● **Stated exercise**
Render every line of the items below as a numbered list, omitting any blank lines.

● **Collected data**

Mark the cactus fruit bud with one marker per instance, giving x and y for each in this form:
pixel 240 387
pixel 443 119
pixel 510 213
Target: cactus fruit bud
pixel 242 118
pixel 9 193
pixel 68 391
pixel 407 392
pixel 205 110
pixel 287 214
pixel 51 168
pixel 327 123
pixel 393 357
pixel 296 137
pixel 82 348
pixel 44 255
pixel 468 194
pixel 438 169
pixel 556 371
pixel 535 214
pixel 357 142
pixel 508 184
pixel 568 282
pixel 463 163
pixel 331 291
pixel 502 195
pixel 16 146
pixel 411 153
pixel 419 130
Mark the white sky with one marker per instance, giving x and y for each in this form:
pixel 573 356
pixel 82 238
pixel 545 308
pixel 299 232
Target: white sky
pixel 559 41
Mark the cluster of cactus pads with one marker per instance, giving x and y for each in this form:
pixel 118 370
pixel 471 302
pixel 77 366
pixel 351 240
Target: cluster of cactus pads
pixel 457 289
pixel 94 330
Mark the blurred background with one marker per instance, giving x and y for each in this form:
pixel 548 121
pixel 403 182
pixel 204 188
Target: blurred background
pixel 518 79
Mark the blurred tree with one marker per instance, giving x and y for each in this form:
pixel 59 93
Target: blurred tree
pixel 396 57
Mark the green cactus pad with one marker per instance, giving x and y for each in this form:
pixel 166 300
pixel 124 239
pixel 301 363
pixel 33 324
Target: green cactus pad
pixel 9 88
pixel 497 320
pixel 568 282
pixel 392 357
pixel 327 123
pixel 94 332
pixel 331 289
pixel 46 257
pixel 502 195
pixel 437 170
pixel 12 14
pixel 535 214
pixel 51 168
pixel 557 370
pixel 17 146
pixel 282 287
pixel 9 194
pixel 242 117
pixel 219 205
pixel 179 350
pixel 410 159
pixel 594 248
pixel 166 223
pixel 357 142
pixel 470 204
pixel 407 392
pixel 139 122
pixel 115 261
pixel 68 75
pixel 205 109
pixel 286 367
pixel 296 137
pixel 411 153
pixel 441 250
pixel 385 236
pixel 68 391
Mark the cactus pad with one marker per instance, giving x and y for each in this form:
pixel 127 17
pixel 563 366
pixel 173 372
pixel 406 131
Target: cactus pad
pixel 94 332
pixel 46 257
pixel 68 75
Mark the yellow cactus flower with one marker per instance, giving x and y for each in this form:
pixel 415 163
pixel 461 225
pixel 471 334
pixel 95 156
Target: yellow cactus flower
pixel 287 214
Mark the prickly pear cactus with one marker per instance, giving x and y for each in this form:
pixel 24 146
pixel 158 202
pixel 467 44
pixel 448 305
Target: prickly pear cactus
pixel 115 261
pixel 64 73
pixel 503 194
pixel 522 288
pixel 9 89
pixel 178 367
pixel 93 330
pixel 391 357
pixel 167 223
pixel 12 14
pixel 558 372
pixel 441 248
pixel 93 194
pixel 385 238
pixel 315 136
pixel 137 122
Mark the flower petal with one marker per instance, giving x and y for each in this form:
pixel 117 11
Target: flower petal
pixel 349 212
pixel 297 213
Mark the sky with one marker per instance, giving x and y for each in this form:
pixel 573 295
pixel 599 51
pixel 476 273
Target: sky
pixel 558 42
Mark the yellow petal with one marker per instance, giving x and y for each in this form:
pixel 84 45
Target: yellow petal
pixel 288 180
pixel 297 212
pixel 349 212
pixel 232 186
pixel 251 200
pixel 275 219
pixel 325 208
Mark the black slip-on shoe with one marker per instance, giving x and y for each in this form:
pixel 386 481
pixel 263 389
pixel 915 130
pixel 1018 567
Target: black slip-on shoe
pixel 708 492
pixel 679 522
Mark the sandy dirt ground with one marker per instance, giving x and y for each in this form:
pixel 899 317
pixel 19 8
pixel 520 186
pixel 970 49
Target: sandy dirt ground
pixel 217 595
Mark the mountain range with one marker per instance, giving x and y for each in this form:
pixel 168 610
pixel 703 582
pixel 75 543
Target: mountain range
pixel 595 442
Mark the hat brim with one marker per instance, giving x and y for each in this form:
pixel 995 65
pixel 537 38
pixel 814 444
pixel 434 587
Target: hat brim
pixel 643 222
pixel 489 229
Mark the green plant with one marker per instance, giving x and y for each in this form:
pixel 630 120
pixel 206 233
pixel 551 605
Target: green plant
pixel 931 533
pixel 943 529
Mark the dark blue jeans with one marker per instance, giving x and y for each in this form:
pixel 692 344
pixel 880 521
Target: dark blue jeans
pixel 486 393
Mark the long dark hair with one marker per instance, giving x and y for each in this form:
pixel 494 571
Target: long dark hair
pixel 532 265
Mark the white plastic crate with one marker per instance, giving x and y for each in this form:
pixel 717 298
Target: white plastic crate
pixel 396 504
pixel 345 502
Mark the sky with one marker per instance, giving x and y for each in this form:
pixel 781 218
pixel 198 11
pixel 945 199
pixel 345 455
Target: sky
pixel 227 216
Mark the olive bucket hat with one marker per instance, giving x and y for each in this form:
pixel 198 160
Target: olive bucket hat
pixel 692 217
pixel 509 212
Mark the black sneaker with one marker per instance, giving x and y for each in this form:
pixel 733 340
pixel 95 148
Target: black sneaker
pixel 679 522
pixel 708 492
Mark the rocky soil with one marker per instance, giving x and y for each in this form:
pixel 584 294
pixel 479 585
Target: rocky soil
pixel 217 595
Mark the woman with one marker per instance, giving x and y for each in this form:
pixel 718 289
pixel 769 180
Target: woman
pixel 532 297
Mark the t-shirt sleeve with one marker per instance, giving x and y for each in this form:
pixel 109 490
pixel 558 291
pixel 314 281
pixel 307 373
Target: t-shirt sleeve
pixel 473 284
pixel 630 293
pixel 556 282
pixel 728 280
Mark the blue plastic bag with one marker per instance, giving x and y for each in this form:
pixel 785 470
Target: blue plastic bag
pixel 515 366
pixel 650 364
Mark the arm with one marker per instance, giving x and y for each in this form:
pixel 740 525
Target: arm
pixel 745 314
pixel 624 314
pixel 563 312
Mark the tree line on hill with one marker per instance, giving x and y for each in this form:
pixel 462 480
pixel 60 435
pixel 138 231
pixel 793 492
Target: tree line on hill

● **Exercise output**
1. Mark the cactus fruit bud with one marker per instance, giving x and y for each in this form:
2. pixel 240 387
3. pixel 443 119
4. pixel 510 213
5. Target: cactus fruit bud
6. pixel 242 118
7. pixel 9 193
8. pixel 68 391
9. pixel 407 392
10. pixel 205 110
11. pixel 287 214
12. pixel 51 168
13. pixel 327 123
14. pixel 393 357
15. pixel 296 137
16. pixel 82 348
17. pixel 44 255
18. pixel 468 194
19. pixel 438 169
20. pixel 556 371
21. pixel 535 214
22. pixel 357 142
23. pixel 508 184
24. pixel 568 282
25. pixel 463 163
26. pixel 331 291
27. pixel 502 195
28. pixel 16 146
29. pixel 411 153
30. pixel 419 130
31. Mark the white sky with one marker per instance, giving x and y for each in this form:
32. pixel 573 356
33. pixel 82 238
34. pixel 545 308
35. pixel 299 232
36. Target: white sky
37. pixel 559 41
38. Mark the cluster of cactus pads with one marker per instance, giving x and y for each in this form:
39. pixel 118 370
40. pixel 471 302
41. pixel 77 366
42. pixel 351 240
43. Target: cluster of cactus pads
44. pixel 457 289
45. pixel 94 330
46. Mark the blurred background with one marker per instance, giving x and y for each in this form:
47. pixel 548 121
48. pixel 403 182
49. pixel 204 188
50. Target: blurred background
51. pixel 518 79
52. Mark the blurred tree with one marker per instance, giving x and y for each in this form:
53. pixel 59 93
54. Target: blurred tree
55. pixel 396 57
56. Mark the green cactus pad with one marker per instance, giving x and y for each in this form:
57. pixel 166 300
58. pixel 124 239
59. pixel 301 363
60. pixel 33 324
61. Target: green cactus pad
62. pixel 9 88
63. pixel 497 320
64. pixel 568 282
65. pixel 392 357
66. pixel 327 123
67. pixel 94 332
68. pixel 331 289
69. pixel 46 257
70. pixel 502 195
71. pixel 437 170
72. pixel 12 14
73. pixel 535 214
74. pixel 51 168
75. pixel 557 370
76. pixel 17 146
77. pixel 282 287
78. pixel 9 194
79. pixel 242 117
80. pixel 219 205
81. pixel 179 350
82. pixel 410 159
83. pixel 594 248
84. pixel 166 223
85. pixel 357 142
86. pixel 470 204
87. pixel 407 392
88. pixel 139 122
89. pixel 115 261
90. pixel 68 75
91. pixel 205 109
92. pixel 286 367
93. pixel 296 137
94. pixel 411 153
95. pixel 441 250
96. pixel 385 236
97. pixel 68 391
98. Mark the cactus pad with one marker per instance, giving x and y for each in this form:
99. pixel 127 17
100. pixel 563 366
101. pixel 173 372
102. pixel 406 131
103. Target: cactus pad
104. pixel 94 332
105. pixel 46 257
106. pixel 68 75
107. Mark the yellow cactus flower with one marker per instance, giving x and y for each in this form:
108. pixel 415 163
109. pixel 461 225
110. pixel 471 334
111. pixel 95 156
112. Target: yellow cactus flower
113. pixel 287 214
114. Mark the prickly pear cactus with one marker per instance, giving x and y for each in this form:
115. pixel 24 146
116. pixel 158 202
117. pixel 467 44
118. pixel 448 305
119. Target: prickly pear cactus
120. pixel 115 261
121. pixel 64 73
122. pixel 503 194
123. pixel 522 288
124. pixel 9 89
125. pixel 178 367
126. pixel 93 330
127. pixel 391 357
128. pixel 167 223
129. pixel 12 14
130. pixel 558 372
131. pixel 441 248
132. pixel 93 194
133. pixel 385 238
134. pixel 315 136
135. pixel 137 122
136. Mark the flower petal with one marker per instance, giving x and y for each in this form:
137. pixel 117 11
138. Target: flower petal
139. pixel 349 212
140. pixel 297 213
141. Mark the sky with one marker per instance, giving x and y for each in this form:
142. pixel 573 295
143. pixel 599 51
144. pixel 476 273
145. Target: sky
146. pixel 558 42
147. Mark the yellow petal with one marker per instance, giving x and y for each in this form:
148. pixel 84 45
149. Target: yellow petal
150. pixel 288 180
151. pixel 297 212
152. pixel 349 212
153. pixel 232 186
154. pixel 251 200
155. pixel 275 219
156. pixel 325 208
157. Mark the black slip-on shoe with one marker per instance, giving x and y for each in this form:
158. pixel 386 481
159. pixel 263 389
160. pixel 915 130
161. pixel 1018 567
162. Target: black slip-on shoe
163. pixel 708 492
164. pixel 679 522
165. Mark the sandy dirt ground with one marker per instance, giving x and y for each in this form:
166. pixel 899 317
167. pixel 19 8
168. pixel 520 186
169. pixel 970 49
170. Target: sandy dirt ground
171. pixel 217 595
172. Mark the mountain range with one marker per instance, giving x and y for each in this form:
173. pixel 168 610
174. pixel 703 582
175. pixel 75 543
176. Target: mountain range
177. pixel 595 442
178. Mark the hat brim with one marker per instance, giving x and y for each in this form:
179. pixel 995 65
180. pixel 537 38
181. pixel 814 444
182. pixel 434 587
183. Target: hat brim
184. pixel 643 222
185. pixel 489 229
186. Mark the green plant with one marker per instance, giving x and y for each in this form:
187. pixel 630 120
188. pixel 206 233
189. pixel 551 605
190. Target: green plant
191. pixel 931 533
192. pixel 943 529
193. Mark the dark blue jeans with one marker per instance, giving x and y for each in this form:
194. pixel 692 344
195. pixel 880 521
196. Target: dark blue jeans
197. pixel 486 393
198. Mark the long dark hair with one marker per instance, giving x and y for each in this form:
199. pixel 494 571
200. Target: long dark hair
201. pixel 532 265
202. Mark the white plastic crate with one marker per instance, giving x and y for each in this form:
203. pixel 717 298
204. Target: white plastic crate
205. pixel 396 504
206. pixel 345 502
207. Mark the sky with one marker per instance, giving x and y for each in this form:
208. pixel 781 218
209. pixel 198 11
210. pixel 945 199
211. pixel 345 455
212. Target: sky
213. pixel 227 216
214. Mark the olive bucket hat with one marker per instance, giving x and y for each in this form:
215. pixel 198 160
216. Target: olive bucket hat
217. pixel 692 217
218. pixel 509 212
219. Mark the black sneaker with one marker per instance, giving x and y for each in this form:
220. pixel 733 340
221. pixel 95 148
222. Target: black sneaker
223. pixel 679 522
224. pixel 708 492
225. Mark the rocky soil with one marker per instance, giving x and y for each in this form:
226. pixel 584 294
227. pixel 479 585
228. Target: rocky soil
229. pixel 217 595
230. Mark the woman with one marker per instance, giving x and y for each in this form:
231. pixel 718 289
232. pixel 769 180
233. Target: woman
234. pixel 532 297
235. Mark the t-shirt sleeve with one marker per instance, giving x and y for each in this form:
236. pixel 109 490
237. pixel 558 291
238. pixel 314 281
239. pixel 307 373
240. Target: t-shirt sleeve
241. pixel 473 284
242. pixel 630 293
243. pixel 556 282
244. pixel 728 280
245. Mark the blue plastic bag with one marker per instance, giving x and y for each in this form:
246. pixel 785 470
247. Target: blue plastic bag
248. pixel 515 366
249. pixel 650 364
250. Mark the arm with one marker per instance, giving x and y for each in this form:
251. pixel 740 525
252. Target: arm
253. pixel 745 314
254. pixel 624 314
255. pixel 563 312
256. Mark the tree line on hill with one marker per instance, giving x and y for each in this form:
257. pixel 462 480
258. pixel 60 435
259. pixel 138 231
260. pixel 793 492
261. Target: tree line on hill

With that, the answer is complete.